Spatial localization data:
_ _ _ _ _ _ _

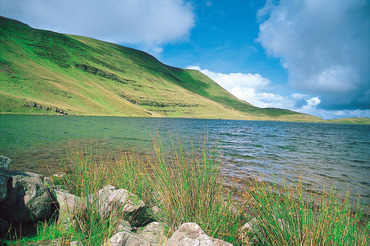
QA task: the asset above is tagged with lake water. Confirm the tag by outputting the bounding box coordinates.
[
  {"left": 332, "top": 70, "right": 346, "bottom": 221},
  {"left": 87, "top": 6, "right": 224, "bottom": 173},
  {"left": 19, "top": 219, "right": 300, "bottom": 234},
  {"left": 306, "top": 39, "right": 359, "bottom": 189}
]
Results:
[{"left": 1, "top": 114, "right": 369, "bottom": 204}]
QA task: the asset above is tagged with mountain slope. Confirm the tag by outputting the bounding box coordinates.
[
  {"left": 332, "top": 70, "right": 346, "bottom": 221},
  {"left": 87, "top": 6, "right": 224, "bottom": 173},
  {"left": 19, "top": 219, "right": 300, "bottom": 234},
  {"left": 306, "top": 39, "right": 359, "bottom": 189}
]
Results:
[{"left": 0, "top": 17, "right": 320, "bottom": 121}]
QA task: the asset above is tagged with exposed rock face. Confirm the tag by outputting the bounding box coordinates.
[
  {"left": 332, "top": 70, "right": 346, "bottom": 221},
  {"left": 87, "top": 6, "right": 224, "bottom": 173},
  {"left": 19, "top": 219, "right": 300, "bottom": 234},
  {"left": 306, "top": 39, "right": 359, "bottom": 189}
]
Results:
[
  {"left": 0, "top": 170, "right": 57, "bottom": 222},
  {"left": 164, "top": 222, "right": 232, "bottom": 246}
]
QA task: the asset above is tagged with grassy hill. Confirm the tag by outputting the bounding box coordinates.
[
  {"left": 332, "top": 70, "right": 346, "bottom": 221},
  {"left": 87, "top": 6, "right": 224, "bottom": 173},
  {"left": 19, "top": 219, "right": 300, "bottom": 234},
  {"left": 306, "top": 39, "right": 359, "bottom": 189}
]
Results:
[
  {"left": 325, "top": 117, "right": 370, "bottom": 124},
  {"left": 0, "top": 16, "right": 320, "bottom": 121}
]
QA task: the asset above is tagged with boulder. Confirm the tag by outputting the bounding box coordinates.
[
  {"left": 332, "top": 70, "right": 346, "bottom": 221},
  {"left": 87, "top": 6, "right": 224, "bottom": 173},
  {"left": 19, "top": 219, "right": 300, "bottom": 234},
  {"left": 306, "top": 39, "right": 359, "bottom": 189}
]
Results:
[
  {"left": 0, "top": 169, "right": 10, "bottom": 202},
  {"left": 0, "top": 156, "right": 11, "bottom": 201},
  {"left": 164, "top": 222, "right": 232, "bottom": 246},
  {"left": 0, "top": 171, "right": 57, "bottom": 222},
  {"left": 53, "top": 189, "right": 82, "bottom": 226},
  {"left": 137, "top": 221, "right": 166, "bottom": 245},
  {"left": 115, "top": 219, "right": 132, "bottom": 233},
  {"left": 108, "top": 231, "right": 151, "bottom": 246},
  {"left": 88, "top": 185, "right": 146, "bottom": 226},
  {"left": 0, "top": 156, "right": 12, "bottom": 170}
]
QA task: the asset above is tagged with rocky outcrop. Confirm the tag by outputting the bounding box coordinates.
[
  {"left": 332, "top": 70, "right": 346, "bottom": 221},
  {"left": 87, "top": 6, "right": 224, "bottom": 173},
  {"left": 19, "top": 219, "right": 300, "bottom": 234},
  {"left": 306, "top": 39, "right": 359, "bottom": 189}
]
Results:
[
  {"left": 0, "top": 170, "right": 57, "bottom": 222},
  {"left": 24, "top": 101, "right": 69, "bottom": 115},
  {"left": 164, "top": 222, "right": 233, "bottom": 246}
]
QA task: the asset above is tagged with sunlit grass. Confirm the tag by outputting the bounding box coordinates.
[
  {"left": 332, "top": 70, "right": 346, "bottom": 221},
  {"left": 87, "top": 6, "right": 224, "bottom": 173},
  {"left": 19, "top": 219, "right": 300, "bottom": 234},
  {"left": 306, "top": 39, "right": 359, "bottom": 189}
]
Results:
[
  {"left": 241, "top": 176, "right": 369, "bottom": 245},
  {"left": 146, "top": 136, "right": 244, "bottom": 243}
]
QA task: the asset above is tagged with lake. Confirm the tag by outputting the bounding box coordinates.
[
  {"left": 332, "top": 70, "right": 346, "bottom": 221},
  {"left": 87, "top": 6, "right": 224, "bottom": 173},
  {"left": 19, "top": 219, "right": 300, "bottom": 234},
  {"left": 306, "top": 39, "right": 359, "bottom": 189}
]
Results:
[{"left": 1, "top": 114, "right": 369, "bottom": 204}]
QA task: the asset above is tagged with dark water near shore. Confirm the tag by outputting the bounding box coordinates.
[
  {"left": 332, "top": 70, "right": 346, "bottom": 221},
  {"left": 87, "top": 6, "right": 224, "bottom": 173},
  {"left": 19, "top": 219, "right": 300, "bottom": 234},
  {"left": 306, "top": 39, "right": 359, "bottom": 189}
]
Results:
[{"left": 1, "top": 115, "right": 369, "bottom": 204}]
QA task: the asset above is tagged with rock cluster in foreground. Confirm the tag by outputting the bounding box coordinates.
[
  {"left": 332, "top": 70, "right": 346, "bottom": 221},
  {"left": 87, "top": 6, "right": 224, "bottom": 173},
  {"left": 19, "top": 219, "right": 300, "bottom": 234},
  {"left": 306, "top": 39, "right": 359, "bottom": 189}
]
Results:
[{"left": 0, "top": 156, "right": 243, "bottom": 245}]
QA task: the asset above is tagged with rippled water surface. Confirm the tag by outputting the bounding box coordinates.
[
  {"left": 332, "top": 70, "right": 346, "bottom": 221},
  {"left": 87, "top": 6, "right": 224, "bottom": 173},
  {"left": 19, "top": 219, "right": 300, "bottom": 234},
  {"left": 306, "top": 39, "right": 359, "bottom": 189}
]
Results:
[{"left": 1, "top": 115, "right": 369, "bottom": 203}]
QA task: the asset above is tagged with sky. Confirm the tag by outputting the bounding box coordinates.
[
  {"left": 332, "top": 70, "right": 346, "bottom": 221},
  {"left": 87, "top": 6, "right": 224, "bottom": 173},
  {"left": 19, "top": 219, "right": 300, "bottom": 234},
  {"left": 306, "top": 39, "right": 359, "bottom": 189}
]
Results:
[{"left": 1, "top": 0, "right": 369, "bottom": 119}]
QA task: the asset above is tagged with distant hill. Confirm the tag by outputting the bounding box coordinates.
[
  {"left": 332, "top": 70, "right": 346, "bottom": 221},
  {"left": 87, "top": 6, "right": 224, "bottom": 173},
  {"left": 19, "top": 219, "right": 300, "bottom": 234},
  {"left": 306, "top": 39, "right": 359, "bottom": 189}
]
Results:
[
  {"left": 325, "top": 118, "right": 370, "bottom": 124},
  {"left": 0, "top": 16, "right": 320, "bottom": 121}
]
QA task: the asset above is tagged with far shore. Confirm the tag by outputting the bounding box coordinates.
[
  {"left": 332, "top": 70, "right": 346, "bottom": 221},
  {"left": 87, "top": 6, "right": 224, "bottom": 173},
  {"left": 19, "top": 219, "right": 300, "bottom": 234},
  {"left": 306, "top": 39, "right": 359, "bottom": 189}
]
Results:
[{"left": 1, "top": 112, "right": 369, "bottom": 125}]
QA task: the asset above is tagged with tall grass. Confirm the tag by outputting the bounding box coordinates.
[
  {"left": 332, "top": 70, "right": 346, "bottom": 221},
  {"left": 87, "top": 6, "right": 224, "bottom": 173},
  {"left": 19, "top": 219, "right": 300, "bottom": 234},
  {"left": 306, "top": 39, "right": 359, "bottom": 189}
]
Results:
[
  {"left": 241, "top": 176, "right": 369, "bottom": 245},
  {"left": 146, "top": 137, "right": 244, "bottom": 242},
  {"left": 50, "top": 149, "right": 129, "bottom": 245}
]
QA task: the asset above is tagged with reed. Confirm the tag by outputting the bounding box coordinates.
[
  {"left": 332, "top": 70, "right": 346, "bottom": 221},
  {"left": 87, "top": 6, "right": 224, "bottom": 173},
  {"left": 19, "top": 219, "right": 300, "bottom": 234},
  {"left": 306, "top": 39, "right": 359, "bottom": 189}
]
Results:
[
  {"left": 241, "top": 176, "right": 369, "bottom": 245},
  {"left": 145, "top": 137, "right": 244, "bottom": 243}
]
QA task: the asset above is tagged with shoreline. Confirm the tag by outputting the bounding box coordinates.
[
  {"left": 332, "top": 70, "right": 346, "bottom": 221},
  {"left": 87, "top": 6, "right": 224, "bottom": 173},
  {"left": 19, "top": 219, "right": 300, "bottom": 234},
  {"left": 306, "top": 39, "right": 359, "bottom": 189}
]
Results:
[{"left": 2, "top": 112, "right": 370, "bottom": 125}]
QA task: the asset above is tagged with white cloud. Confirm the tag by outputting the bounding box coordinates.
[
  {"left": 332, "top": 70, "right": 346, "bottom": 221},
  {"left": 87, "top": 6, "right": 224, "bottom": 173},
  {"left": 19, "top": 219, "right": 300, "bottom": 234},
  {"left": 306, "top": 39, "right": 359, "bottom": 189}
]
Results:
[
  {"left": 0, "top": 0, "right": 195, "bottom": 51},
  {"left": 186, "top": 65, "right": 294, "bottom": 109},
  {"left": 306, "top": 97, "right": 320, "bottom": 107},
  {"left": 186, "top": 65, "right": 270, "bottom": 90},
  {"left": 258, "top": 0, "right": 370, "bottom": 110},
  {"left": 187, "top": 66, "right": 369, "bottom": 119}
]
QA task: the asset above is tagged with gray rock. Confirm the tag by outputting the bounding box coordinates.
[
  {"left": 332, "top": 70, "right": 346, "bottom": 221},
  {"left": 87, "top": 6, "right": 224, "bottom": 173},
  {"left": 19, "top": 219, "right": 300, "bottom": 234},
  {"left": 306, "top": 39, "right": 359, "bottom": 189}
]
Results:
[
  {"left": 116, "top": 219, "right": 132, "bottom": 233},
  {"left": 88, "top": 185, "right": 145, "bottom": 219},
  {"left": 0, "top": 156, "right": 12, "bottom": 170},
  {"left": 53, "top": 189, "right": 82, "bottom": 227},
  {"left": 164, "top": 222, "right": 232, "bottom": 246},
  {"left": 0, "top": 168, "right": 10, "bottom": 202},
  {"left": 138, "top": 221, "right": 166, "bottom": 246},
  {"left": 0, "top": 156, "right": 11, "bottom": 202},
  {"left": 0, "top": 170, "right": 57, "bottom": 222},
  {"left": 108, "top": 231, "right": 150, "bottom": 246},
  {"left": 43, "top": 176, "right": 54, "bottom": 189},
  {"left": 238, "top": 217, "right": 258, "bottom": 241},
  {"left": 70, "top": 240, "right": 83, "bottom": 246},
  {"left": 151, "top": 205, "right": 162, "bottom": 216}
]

_ _ _ _ _ _ _

- **Task directions**
Each line in the data that holds the word "lake" must be copied.

- **Result of this task**
QA task: the asset above is tagged with lake water. Confirm the tag by outputting the bounding box coordinates.
QA task: the asset above is tagged with lake. Confirm the tag by outputting the bounding box coordinates.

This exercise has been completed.